Ajuste las coordenadas de los vértices en las respuestas sumando 27 a cada número y reproduzca, con las solicitudes incluidas, las líneas que van desde la que contiene "tail**, I would be thankful." hasta el final de los ítems, ambos extremos incluidos.

◇ ◇ ◇ ◇

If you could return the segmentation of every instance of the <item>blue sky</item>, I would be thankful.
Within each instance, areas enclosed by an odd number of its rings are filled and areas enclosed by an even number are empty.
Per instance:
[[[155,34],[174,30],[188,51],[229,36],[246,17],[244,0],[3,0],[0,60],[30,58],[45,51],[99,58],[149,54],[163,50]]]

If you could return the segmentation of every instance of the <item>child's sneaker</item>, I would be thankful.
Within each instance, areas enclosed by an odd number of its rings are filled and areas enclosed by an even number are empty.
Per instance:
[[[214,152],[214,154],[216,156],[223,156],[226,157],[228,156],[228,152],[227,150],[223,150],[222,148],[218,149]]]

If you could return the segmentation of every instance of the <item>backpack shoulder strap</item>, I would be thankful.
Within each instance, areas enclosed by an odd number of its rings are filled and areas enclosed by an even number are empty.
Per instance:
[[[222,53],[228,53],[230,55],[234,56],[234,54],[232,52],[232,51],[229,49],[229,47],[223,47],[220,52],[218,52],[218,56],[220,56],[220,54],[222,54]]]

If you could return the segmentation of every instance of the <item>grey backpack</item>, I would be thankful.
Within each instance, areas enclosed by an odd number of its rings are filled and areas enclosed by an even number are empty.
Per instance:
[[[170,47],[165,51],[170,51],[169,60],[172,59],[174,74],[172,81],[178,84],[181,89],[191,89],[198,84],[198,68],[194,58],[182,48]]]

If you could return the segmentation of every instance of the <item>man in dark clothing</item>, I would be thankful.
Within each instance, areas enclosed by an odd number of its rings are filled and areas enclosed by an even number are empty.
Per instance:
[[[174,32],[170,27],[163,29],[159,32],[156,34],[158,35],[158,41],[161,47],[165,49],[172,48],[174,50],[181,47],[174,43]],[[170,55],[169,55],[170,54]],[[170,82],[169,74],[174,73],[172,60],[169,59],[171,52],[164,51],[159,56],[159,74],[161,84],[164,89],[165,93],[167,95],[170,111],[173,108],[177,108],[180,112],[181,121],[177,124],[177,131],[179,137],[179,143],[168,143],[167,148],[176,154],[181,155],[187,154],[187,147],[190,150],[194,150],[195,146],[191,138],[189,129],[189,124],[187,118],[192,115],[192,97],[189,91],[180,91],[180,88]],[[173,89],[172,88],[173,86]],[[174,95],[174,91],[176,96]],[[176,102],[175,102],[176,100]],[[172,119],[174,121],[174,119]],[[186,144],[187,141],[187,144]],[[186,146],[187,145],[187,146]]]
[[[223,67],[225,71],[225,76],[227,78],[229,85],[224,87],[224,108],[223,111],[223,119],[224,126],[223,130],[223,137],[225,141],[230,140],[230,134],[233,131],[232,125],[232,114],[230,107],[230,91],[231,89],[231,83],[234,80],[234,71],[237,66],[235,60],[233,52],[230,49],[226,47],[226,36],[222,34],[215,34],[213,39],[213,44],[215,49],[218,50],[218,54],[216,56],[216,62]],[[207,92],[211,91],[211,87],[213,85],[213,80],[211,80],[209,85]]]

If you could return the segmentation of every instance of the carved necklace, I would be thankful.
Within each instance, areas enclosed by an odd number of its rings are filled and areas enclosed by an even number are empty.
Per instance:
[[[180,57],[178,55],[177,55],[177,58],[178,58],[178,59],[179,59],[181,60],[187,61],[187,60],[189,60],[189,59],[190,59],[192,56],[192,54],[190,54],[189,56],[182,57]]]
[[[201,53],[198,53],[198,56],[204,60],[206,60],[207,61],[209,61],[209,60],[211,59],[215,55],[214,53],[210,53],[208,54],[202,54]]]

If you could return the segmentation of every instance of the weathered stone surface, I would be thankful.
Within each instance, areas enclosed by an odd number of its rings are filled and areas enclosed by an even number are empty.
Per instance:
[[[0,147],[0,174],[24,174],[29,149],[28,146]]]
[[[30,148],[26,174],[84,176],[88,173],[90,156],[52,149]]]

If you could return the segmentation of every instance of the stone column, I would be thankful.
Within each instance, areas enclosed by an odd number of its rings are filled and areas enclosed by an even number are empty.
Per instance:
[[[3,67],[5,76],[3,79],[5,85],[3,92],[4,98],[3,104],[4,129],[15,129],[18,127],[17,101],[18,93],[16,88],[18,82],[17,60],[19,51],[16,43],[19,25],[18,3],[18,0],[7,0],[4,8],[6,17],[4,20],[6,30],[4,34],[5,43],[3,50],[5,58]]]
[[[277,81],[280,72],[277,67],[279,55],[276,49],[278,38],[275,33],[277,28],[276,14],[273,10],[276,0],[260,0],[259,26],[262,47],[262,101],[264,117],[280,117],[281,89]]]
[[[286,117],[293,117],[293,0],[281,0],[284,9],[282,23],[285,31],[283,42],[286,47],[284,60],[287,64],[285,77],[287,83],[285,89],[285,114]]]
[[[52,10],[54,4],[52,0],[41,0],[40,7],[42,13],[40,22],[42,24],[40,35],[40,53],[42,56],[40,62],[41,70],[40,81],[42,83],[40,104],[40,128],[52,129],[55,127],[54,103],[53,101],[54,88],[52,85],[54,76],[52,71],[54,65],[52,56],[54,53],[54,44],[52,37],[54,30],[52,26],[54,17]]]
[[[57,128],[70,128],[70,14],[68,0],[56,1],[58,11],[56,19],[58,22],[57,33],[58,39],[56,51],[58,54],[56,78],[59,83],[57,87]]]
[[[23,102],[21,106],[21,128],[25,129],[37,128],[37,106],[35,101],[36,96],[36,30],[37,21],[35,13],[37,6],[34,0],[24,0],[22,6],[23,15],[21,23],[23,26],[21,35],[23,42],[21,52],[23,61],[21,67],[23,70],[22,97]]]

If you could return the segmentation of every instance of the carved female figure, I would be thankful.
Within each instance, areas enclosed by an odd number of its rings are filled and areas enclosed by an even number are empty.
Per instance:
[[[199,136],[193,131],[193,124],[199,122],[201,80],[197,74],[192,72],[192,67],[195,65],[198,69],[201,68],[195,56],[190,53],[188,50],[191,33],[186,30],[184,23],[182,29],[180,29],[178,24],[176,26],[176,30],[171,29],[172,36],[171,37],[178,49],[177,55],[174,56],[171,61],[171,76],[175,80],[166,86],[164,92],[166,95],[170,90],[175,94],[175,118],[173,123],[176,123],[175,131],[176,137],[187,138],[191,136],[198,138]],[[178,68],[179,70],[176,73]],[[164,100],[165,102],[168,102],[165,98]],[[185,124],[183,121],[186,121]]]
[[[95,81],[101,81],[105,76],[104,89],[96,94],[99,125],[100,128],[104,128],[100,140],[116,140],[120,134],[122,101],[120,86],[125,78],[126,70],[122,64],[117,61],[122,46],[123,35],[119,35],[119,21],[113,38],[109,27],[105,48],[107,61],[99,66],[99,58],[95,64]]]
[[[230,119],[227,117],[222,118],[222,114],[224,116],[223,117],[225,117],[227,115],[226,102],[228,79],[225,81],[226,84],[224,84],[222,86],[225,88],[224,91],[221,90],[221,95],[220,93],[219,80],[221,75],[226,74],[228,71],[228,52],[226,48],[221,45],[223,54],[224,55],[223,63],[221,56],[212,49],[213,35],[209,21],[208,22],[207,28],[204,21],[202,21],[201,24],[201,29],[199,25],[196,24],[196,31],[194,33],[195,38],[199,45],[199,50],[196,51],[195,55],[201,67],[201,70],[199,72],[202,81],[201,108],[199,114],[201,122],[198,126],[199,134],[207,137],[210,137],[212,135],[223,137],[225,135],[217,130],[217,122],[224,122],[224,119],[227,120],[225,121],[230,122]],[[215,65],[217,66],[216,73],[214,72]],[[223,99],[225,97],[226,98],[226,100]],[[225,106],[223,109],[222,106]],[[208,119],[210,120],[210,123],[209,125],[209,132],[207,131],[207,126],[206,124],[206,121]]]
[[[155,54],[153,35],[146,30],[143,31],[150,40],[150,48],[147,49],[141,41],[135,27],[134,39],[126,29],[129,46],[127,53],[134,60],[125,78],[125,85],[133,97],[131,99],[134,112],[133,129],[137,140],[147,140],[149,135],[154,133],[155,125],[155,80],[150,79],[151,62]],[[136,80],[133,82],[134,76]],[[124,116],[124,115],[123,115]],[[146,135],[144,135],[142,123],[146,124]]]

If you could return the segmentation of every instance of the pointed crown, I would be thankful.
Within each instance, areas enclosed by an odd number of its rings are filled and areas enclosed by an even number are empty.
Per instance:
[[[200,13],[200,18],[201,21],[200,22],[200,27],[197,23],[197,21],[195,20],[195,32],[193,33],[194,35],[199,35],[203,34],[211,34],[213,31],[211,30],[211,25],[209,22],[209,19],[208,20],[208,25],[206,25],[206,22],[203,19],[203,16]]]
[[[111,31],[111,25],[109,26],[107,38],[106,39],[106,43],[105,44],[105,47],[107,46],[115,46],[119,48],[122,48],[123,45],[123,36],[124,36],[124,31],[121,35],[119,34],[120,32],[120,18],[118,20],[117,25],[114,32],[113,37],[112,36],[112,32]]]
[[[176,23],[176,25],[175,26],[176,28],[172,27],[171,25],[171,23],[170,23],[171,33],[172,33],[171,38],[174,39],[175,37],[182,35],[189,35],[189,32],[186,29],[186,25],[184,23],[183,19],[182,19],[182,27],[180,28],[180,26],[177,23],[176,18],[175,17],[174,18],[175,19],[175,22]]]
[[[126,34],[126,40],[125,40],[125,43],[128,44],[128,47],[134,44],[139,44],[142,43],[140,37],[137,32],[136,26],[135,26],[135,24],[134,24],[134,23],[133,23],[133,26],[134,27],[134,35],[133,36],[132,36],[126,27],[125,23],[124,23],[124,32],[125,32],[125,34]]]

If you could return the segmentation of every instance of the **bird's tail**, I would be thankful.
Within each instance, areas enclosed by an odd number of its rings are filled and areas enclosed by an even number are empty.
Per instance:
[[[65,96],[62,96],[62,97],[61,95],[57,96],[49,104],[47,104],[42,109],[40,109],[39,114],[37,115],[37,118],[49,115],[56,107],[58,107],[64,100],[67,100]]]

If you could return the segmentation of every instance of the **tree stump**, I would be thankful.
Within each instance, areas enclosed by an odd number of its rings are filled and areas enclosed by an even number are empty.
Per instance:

◇ ◇ ◇ ◇

■ **EN RESPUESTA**
If you could return the segmentation of every instance of the **bird's tail**, I would be thankful.
Within each instance, areas enclosed by an odd number of its rings are filled and areas enclosed by an even number are empty.
Per instance:
[[[92,123],[89,123],[89,124],[88,122],[84,123],[76,131],[74,131],[69,136],[67,136],[66,141],[64,142],[64,145],[76,142],[83,134],[85,134],[91,127],[94,127]]]

If you could return the segmentation of every instance of the **tree stump**, I would be thankful.
Within each instance, areas enclosed by an odd number of its rings are filled and areas enclosed by an even number are empty.
Per instance:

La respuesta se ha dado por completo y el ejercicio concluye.